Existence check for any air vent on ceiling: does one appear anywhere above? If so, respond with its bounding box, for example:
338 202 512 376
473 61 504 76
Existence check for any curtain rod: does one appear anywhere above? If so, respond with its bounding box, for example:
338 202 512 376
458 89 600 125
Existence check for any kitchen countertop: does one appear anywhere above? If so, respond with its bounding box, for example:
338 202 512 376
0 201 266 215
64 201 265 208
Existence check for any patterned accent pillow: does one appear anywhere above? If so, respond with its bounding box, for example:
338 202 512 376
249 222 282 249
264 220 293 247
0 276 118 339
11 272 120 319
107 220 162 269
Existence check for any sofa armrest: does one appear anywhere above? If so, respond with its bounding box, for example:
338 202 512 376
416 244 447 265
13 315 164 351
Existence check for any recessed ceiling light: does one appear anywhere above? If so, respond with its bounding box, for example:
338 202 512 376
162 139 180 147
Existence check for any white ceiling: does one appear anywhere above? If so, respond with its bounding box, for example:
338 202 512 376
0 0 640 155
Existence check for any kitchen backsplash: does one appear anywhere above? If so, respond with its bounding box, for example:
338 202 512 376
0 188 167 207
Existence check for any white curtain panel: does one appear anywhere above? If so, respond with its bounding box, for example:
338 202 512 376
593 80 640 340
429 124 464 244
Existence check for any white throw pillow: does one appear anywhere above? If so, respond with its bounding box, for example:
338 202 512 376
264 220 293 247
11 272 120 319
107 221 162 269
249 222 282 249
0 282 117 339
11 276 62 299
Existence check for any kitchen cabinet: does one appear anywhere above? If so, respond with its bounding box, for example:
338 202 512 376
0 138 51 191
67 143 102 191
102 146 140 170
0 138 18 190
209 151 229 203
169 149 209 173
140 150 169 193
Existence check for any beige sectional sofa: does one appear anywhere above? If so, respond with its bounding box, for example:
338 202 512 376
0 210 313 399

■ ■ ■

What to produce → Extract the entries above verbatim.

Result of this task →
Existence check for any air vent on ceiling: does one appear anywhere above? If so, respond with its bounding box, for example:
338 202 512 376
473 61 504 76
Existence check for any curtain rod: does one appear anywhere above? If so, respond with its bounding box, for example:
338 202 512 376
458 89 600 125
Existence check for any kitchen countertop: does one appear anywhere above? If so, respond with its bounding box, for example:
338 202 512 376
0 201 266 215
64 201 265 208
Existence check for any patterned accent pillow: does one appear anywhere above? If so, respond with its bounding box, for example:
338 202 512 376
249 222 282 249
264 220 293 247
0 276 118 339
11 272 120 319
107 220 162 269
Existence check for any sofa armrest: does one appear anywhere above? If so, respond with its bounding box, for example:
338 202 512 376
416 244 447 265
13 315 164 351
Existence check for any recessed ceiling light: does one appear anywhere above? If so, respond with its bounding box, for example:
338 202 512 376
162 139 180 147
Existence check for any white ceiling: does one appear anywhere above? If so, respond with its bounding box, for example:
338 202 512 376
0 0 640 155
Existence check for any kitchen backsplash: does one appear anywhere above? If so, respond with its bounding box, for example:
338 202 512 376
0 188 167 207
Existence check for any white curtain panel: does one appear anywhere above? If so, respond with its bounding box, for example:
338 202 512 376
593 80 640 340
429 124 464 244
Existence check for any white throw pillow: does one appear anywhere above? If so, respond with its bounding box, for example:
338 202 512 376
264 220 293 247
11 272 120 319
107 221 162 269
249 222 282 249
0 282 117 339
11 276 62 299
Existence check for any kitchen cabinet: does one appear anywhere above? If so, respond with its bounding box, for example:
338 202 512 376
0 138 51 191
67 143 102 191
102 146 140 170
0 138 18 190
209 151 229 203
169 149 209 173
140 150 169 193
Existence check for any beige sectional sofa: does one appear anywhere above? If so, respond with its bounding box, for example:
338 202 512 376
0 210 313 399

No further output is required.